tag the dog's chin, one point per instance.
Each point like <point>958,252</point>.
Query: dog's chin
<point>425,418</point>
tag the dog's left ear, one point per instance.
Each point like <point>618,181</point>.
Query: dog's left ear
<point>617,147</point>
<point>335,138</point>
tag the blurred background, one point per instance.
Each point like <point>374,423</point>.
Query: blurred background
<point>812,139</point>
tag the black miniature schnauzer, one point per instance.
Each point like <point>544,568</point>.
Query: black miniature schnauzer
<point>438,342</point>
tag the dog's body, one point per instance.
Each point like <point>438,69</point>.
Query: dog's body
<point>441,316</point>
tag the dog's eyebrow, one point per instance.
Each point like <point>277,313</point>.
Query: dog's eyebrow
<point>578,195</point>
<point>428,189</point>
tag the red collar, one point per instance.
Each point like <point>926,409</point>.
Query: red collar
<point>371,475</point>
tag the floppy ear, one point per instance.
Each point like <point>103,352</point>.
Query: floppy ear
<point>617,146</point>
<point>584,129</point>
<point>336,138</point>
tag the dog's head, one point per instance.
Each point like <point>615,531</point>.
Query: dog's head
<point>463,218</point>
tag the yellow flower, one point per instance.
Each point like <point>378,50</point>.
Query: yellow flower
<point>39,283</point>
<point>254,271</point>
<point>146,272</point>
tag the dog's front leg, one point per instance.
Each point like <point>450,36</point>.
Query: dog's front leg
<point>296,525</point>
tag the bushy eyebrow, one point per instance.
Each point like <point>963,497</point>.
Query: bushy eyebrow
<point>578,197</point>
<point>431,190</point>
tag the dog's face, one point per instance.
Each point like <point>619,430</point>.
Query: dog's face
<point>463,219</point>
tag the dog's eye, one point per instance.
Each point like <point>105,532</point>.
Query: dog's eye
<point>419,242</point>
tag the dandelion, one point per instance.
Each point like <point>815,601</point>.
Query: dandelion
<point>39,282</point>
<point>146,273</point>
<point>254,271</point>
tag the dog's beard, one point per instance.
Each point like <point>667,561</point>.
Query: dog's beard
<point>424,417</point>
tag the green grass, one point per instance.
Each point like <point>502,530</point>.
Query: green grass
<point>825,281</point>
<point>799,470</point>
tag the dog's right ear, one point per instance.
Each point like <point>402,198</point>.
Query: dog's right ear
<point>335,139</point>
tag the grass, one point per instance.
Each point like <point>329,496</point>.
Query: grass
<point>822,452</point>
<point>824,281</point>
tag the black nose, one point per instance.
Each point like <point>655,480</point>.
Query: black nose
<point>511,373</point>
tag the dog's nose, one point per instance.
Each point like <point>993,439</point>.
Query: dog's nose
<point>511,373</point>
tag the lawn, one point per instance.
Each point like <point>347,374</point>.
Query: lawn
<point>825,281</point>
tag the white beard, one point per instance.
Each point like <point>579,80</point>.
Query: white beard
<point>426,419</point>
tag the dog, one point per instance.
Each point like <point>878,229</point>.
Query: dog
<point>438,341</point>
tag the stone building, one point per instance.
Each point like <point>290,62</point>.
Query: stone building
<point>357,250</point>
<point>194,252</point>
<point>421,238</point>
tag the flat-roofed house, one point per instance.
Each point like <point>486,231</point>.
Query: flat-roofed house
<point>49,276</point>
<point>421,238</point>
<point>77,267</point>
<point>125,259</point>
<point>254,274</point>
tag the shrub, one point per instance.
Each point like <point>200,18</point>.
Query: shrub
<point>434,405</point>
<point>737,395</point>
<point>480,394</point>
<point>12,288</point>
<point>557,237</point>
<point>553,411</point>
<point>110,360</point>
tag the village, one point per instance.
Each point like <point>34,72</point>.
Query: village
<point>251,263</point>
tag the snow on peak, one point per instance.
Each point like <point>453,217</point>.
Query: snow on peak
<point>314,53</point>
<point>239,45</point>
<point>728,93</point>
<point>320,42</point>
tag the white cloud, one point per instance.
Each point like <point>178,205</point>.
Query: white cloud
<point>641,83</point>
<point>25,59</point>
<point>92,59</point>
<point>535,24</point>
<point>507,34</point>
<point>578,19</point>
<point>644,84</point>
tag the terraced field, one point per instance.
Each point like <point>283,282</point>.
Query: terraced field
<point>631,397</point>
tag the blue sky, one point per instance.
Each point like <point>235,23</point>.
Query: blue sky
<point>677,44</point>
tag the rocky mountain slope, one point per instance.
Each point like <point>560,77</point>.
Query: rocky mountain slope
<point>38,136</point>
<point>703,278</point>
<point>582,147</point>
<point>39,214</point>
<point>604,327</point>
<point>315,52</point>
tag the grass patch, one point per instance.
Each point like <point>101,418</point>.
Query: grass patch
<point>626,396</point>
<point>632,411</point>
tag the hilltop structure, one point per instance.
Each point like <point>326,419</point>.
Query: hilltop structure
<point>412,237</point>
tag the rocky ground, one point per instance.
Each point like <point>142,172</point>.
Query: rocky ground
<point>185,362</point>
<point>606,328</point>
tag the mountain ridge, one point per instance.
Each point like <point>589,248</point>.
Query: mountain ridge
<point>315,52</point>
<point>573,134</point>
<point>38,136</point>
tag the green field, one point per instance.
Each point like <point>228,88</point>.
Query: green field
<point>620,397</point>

- _WHAT THE EXERCISE ASKS_
Starting at the line that contains "tag the green field, one point per instance.", reproduce each line through the end of the records exactly, both ends included.

- _TASK SOLUTION_
tag the green field, one point per instance.
Each point like <point>228,88</point>.
Query: green field
<point>620,397</point>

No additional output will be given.